Pictures aside, write out every record exactly as it appears.
==============================
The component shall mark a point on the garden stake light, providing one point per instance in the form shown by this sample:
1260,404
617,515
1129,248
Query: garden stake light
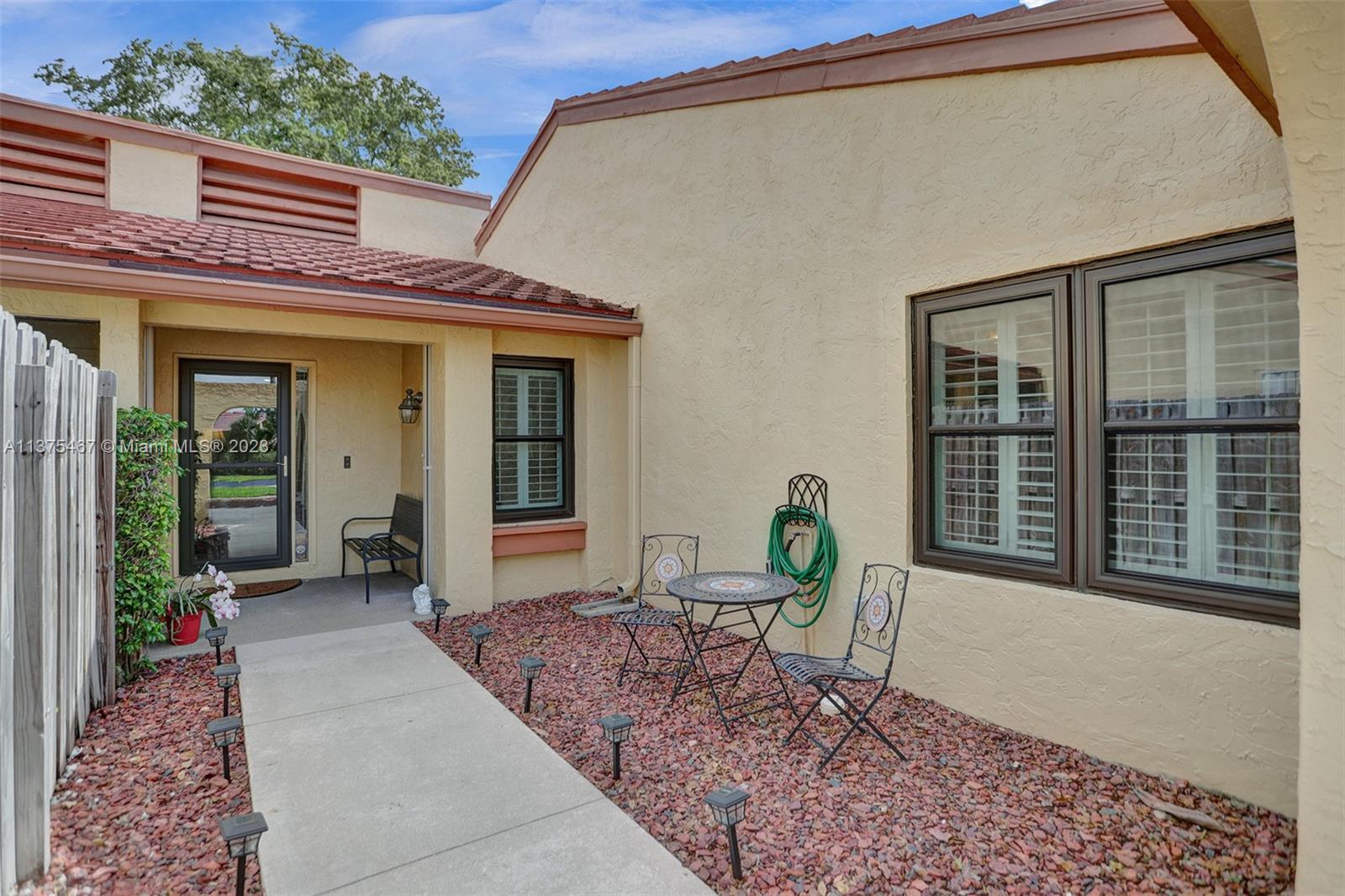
228,677
217,640
730,806
225,732
479,633
531,667
618,730
242,833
==============================
RESPONSE TO THIS TASK
The component shall mark a point on the garden stake light, providing one point per instance in the form shown by this sample:
1260,404
617,515
1129,248
Query: garden stake light
228,677
217,640
730,806
225,732
479,633
531,667
618,730
242,833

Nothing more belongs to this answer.